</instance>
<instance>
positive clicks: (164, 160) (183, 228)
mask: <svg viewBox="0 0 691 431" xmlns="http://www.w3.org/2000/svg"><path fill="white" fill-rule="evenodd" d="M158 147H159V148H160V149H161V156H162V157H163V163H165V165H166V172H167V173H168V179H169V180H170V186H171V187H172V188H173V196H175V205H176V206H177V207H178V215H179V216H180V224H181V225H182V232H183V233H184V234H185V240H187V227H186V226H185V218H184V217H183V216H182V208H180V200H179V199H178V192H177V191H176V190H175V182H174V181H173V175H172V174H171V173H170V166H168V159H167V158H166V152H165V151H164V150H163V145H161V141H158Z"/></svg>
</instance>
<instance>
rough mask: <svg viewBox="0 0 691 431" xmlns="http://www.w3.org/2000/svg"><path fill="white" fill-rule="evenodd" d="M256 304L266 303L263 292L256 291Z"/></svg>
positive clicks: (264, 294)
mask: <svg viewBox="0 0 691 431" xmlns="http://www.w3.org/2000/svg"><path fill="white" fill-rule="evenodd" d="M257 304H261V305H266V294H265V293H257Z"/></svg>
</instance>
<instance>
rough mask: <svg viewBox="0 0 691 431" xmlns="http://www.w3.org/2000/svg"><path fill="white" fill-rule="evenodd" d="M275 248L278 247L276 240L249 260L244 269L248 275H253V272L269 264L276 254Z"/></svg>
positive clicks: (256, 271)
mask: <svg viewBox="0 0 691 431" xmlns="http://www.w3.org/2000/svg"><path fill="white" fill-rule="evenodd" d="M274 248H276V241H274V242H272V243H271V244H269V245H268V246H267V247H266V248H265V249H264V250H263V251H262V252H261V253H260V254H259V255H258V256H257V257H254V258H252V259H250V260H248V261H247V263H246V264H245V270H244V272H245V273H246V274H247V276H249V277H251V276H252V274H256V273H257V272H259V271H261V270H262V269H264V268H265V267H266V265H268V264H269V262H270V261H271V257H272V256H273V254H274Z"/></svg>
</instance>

Task statement - Print every item above again, copying each line character for character with no changes.

Expected answer -
</instance>
<instance>
positive clicks: (164, 160) (183, 228)
mask: <svg viewBox="0 0 691 431" xmlns="http://www.w3.org/2000/svg"><path fill="white" fill-rule="evenodd" d="M158 147H159V148H160V149H161V156H162V157H163V163H165V165H166V172H167V173H168V179H169V180H170V186H171V187H172V188H173V196H175V205H176V206H177V207H178V215H179V216H180V224H181V225H182V232H183V233H184V234H185V240H187V227H186V226H185V218H184V217H183V216H182V208H180V200H179V199H178V192H177V191H176V190H175V182H174V181H173V175H172V174H171V173H170V166H168V159H167V158H166V152H165V151H164V150H163V145H161V141H158Z"/></svg>
</instance>
<instance>
rough mask: <svg viewBox="0 0 691 431" xmlns="http://www.w3.org/2000/svg"><path fill="white" fill-rule="evenodd" d="M256 304L266 303L263 292L256 291Z"/></svg>
positive clicks: (264, 294)
mask: <svg viewBox="0 0 691 431" xmlns="http://www.w3.org/2000/svg"><path fill="white" fill-rule="evenodd" d="M257 304H261V305H266V294H265V293H257Z"/></svg>
</instance>
<instance>
rough mask: <svg viewBox="0 0 691 431" xmlns="http://www.w3.org/2000/svg"><path fill="white" fill-rule="evenodd" d="M275 248L278 247L276 240L249 260L244 269L248 275H253V272L269 264L276 254Z"/></svg>
positive clicks: (256, 271)
mask: <svg viewBox="0 0 691 431" xmlns="http://www.w3.org/2000/svg"><path fill="white" fill-rule="evenodd" d="M274 248H276V241H274V242H272V243H271V244H269V245H268V246H267V247H266V248H265V249H264V250H263V251H262V252H261V253H260V254H259V255H258V256H257V257H254V258H252V259H250V260H248V261H247V263H246V264H245V270H244V272H245V273H246V274H247V276H249V277H251V276H252V274H256V273H257V272H259V271H261V270H262V269H264V268H265V267H266V265H268V264H269V262H270V261H271V257H272V256H273V254H274Z"/></svg>
</instance>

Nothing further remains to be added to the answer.